Puntamenti su oggetti indicati per nome
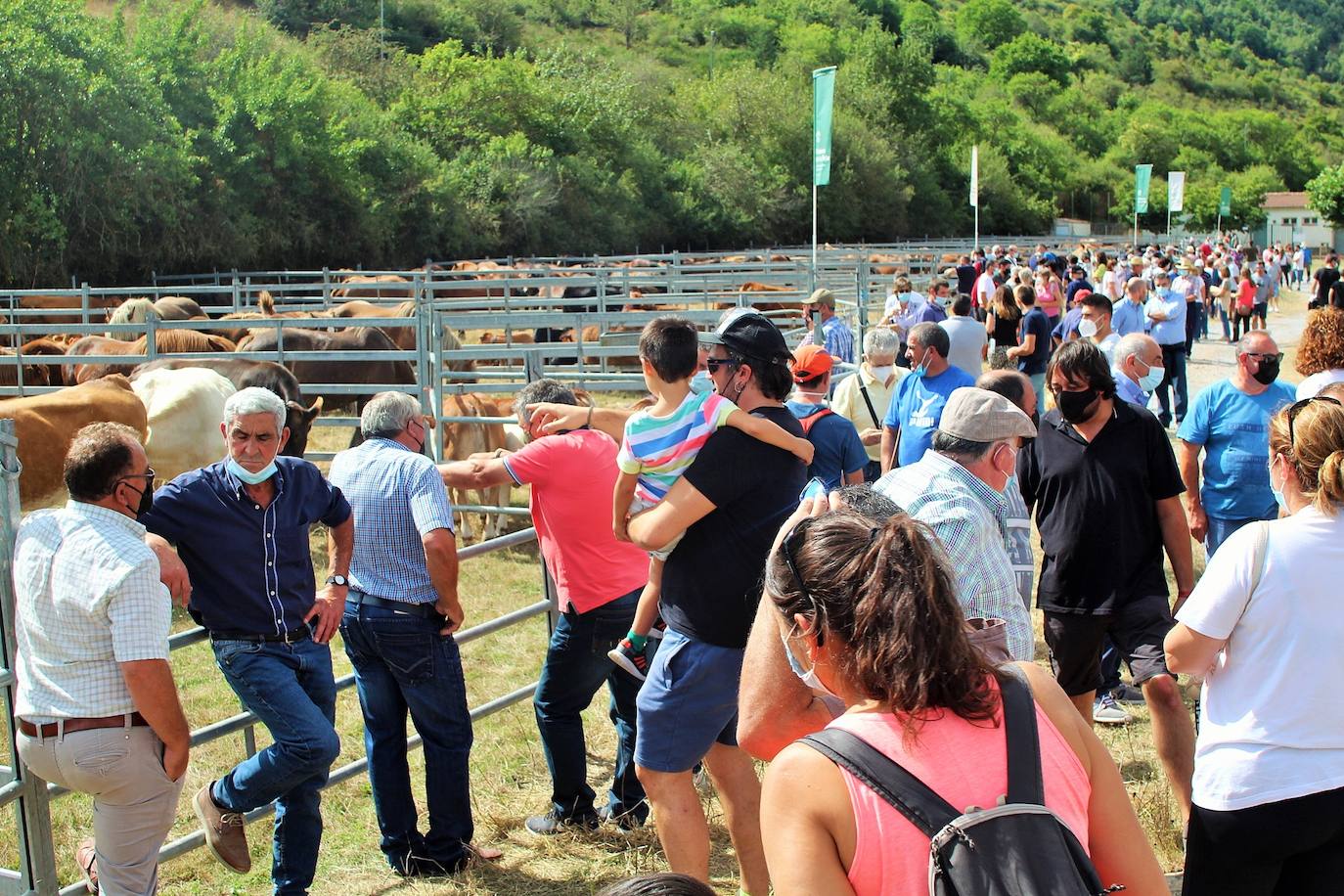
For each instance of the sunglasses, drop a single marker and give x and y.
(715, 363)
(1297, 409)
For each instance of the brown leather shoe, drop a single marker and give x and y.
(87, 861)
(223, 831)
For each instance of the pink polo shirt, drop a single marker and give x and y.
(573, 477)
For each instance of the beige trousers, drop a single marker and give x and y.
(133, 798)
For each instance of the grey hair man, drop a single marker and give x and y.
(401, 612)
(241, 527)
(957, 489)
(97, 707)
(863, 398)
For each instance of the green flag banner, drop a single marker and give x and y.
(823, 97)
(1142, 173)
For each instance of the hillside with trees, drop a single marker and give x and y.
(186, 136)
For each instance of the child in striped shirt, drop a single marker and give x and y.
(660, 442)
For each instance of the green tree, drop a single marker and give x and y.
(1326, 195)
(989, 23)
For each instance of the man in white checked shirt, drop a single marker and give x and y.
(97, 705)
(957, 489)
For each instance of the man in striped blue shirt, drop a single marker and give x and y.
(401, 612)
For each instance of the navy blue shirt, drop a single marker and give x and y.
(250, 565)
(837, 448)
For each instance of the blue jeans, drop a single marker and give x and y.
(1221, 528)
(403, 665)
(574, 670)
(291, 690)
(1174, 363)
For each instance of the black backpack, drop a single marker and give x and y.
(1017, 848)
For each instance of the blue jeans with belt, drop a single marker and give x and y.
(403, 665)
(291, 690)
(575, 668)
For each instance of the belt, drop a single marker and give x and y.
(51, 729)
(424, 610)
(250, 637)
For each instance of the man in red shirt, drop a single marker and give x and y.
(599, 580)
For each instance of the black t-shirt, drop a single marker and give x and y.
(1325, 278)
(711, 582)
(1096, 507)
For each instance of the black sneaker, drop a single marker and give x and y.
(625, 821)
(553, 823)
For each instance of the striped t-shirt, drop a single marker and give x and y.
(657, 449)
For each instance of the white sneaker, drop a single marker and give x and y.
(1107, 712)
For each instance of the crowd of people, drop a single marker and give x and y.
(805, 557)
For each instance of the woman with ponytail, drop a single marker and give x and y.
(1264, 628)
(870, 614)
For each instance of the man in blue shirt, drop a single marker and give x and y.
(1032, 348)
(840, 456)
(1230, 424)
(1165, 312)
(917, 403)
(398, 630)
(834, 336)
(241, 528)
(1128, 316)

## Consegna
Trascrivi riga per riga, senza alcuna modifica, l'intero elenco qui sopra. Lascia fuori le immagini.

## Risposta
For each instance of the sunglasses, drop a single marker and give x and y.
(715, 363)
(1297, 409)
For each instance of the brown leather shoe, drop a single marker and give x and y.
(87, 861)
(223, 831)
For each instance of the pink polo shirt, drop a single marker and give x and y.
(573, 477)
For each instance of the beige trousers, drop a single marker and give x and y.
(133, 798)
For each instance of the grey hair man, drop a single marker and give x and y.
(401, 612)
(241, 527)
(957, 489)
(97, 707)
(863, 398)
For each instance of the green flag banner, drop a single marker and give x and y.
(823, 97)
(1142, 173)
For each instance of the hillside with trees, drop a single marker and give x and y.
(186, 136)
For each instance of the child in striped shirt, drop a single marker and give x and y.
(660, 442)
For each instance of the green tree, drop a single marker and give x and y.
(1326, 195)
(989, 23)
For each instance of the man in white checked shirt, drop a single marker and give x and y.
(97, 705)
(957, 489)
For each instance of the man in striped blue shirt, drop a single marker and give x and y.
(401, 612)
For each instance of the navy blue shirt, drop a single marker and give x and y.
(250, 565)
(837, 448)
For each instance of the blue jeans, drop a single marker and give x and y.
(1221, 528)
(403, 665)
(574, 670)
(291, 690)
(1174, 363)
For each instance of the black backpack, drop a single marker and give x and y.
(1017, 848)
For each instance of the blue jeans with belt, drop a single marker and give x and y.
(403, 665)
(291, 690)
(575, 668)
For each instance of the belt, drop a single marker and give x and y.
(51, 729)
(424, 610)
(250, 637)
For each instance of the man in red shirt, drop a single marker and give x and y.
(599, 580)
For each instance of the black t-shirt, drop a single marker and give x and y.
(1325, 278)
(711, 582)
(1096, 507)
For each instance of the black sneaker, drop a single marker and give x and y.
(625, 821)
(553, 823)
For each instance of the striped t-shirt, drop a single marker and give x and y.
(657, 449)
For each instance of the white sneaker, drop a single marker and give x and y.
(1107, 712)
For each instance of the crowd of people, drop a single marker and give x and y.
(805, 557)
For each instance of the woman with ponytail, drop a single marker and give x and y.
(1264, 628)
(870, 614)
For each instance of the man in blue shirt, drop a single marker and give x and y.
(1032, 348)
(840, 456)
(1230, 424)
(1165, 312)
(917, 403)
(398, 630)
(834, 336)
(241, 528)
(1128, 316)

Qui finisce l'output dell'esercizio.